Aim of the task:
Copy every one of the records below word for word.

--- BEGIN Data supplied ---

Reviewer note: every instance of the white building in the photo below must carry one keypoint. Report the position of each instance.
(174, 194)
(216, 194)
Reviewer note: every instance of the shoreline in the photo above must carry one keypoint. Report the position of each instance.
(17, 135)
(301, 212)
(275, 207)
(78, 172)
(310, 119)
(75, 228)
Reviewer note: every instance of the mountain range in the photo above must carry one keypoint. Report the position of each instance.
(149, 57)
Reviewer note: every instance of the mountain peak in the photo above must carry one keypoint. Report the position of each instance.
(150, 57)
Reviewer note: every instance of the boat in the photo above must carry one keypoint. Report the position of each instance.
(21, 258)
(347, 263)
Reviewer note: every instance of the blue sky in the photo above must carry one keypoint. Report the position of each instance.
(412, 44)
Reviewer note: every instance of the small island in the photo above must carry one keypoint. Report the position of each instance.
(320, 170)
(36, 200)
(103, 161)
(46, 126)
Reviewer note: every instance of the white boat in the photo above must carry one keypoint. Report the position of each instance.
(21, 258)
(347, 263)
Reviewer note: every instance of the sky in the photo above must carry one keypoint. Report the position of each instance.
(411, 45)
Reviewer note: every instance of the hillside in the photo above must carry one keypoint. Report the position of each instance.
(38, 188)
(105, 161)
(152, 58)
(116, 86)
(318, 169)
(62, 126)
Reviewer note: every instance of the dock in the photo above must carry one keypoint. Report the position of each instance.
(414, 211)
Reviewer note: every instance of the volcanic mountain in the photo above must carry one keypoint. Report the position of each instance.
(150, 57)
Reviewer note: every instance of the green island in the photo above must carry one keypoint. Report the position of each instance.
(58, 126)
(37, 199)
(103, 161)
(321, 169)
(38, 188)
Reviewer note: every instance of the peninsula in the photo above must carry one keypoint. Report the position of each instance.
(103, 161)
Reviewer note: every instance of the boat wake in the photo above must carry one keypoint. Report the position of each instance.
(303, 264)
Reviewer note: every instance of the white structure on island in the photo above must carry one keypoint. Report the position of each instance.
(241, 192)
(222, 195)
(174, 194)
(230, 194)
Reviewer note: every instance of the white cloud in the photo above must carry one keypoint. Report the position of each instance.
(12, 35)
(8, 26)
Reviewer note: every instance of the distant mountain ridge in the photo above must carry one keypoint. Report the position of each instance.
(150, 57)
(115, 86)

--- END Data supplied ---

Solution to this task:
Reviewer note: every instance of the white building in the photo below must carry one keypoint. Report the position of each instance.
(174, 194)
(216, 194)
Reviewer note: every instance of the shoreline in the photo above must carry one keypoint. Report the position of each instance.
(17, 135)
(301, 212)
(275, 207)
(78, 172)
(310, 119)
(75, 228)
Reviewer note: every instance of the mountain range in the photo above must carry one keypoint. Report the position of each instance.
(149, 57)
Reviewer note: every instance of the mountain peak in the photo above must carry one keypoint. Report the position of each instance.
(150, 57)
Reviewer note: every instance of the boat in the photo above must carry one keypoint. Report the position of each instance.
(21, 258)
(347, 263)
Reviewer note: every instance of the blue sky in the photo above must carry one keypoint. Report the position of each instance.
(412, 44)
Reviewer note: every instance of the small island in the photo above must carry one keypoint. Report the position of each instance.
(320, 170)
(36, 200)
(103, 161)
(46, 126)
Reviewer note: every instance of the white boat in the photo above must carry one keypoint. Report the position of each instance.
(21, 258)
(347, 263)
Reviewer note: every instance of the sky in the photo above must carry one keypoint. Report the position of each instance.
(411, 45)
Reviewer note: every instance of the hillside in the photo above must carry one keypoint. Report the position of each instance.
(38, 188)
(105, 161)
(152, 58)
(116, 86)
(318, 169)
(62, 126)
Reviewer note: every instance of the dock in the photo above must carry one keypoint. Report the position of each instance.
(414, 211)
Reviewer note: every instance of the volcanic mountain in the photo above must carry one keypoint. Report the position of each instance.
(150, 57)
Reviewer note: every instance of the green island in the photo above must carry one keypoint. Report the position of each instance.
(58, 126)
(37, 199)
(103, 161)
(321, 169)
(38, 188)
Reviewer note: every instance of the peninsula in the photo above must carry one keypoint. Report the position of each instance.
(103, 161)
Reviewer note: every instance of the boat wake in the photo above must carry one keypoint. Report the position of each instance.
(303, 264)
Reviewer note: every instance of the white structure on island in the photo above must carry one keypoint. Report the position of each instance.
(241, 192)
(222, 195)
(174, 194)
(230, 194)
Reviewer note: every instance of the white cloud in the photo above must carry one keypoint. Report the position of each instance.
(12, 35)
(8, 26)
Reviewer note: every instance of the distant mountain ridge in the photo above must carry one keypoint. Report the position of each instance.
(150, 57)
(115, 86)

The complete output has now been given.